Copy the lines of the records below, requests included, beginning with the line that contains "Objective — one point per instance of the concrete" and continuing through the line that contains "[[1152, 68]]". In the answers, multiply each coordinate by 1.2 and round it to a whole number, with halves going up.

[START OF Records provided]

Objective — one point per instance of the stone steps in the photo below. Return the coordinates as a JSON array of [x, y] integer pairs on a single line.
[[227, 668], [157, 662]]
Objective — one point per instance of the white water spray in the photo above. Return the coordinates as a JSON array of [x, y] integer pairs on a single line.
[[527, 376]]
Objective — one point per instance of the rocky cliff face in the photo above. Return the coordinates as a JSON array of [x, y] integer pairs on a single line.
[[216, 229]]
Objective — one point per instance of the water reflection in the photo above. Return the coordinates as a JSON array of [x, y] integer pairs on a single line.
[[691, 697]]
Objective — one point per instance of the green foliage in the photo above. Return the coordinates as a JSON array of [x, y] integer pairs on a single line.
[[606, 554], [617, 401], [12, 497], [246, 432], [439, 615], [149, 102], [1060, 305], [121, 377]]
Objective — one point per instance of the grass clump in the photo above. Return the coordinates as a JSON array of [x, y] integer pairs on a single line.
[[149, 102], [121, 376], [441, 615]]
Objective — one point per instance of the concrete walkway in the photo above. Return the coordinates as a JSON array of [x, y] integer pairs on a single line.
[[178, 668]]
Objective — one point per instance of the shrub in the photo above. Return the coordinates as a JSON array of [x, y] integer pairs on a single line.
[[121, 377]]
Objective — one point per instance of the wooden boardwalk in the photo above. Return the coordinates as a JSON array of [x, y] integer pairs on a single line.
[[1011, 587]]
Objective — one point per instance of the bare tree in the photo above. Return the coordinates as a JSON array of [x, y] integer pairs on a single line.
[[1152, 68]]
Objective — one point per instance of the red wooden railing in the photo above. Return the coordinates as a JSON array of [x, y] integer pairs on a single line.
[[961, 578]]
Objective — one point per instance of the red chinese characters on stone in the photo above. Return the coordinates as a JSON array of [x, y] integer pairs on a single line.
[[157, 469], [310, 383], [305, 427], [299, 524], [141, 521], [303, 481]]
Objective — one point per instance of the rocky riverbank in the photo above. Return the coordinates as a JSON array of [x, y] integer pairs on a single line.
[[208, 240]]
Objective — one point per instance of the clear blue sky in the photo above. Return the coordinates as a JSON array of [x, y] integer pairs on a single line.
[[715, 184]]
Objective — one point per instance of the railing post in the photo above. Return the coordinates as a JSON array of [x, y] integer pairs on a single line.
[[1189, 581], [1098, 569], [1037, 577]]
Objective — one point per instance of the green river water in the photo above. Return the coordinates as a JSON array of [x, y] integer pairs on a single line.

[END OF Records provided]

> [Answer for the task]
Objective — one point per instance of the concrete walkway in the photo above. Return the coordinates as a JSON array of [x, y] integer pairs on a single line.
[[214, 802]]
Objective — one point per instance of the shrub in the photo above. Return the coordinates as a JSON array of [x, y] integer pairs on a single line.
[[145, 452]]
Objective — one point per instance of the wooden boardwalk in the photo above. Return the coordinates as a JSON array of [x, y] integer pairs on a single line.
[[1213, 704]]
Objective — one point per instance of the bare tree in the photo above. Return the coordinates as a JSON array of [x, y] integer pairs on a single line.
[[1382, 82]]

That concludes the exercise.